───── Supplied records ─────

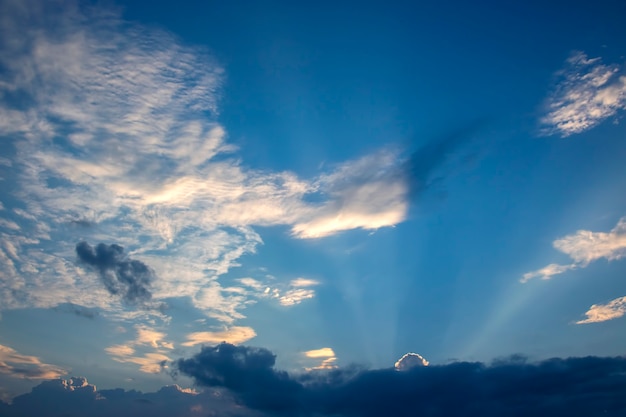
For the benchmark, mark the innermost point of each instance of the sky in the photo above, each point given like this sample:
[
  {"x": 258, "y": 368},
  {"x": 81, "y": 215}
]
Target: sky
[{"x": 264, "y": 208}]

─────

> _Your goal_
Please write out all of the material above again, requests included, but leave out the pictures. Multiply every x and y coordinate in the answers by 1.4 and round to whole numbers, rounding halves up; leave the numbers in the requests and their format samples unchanged.

> _Solution_
For the benchmark, mark the innermost point of each instance of the sky in the photo above, each point given like this sample:
[
  {"x": 258, "y": 368},
  {"x": 81, "y": 215}
]
Target: sky
[{"x": 370, "y": 291}]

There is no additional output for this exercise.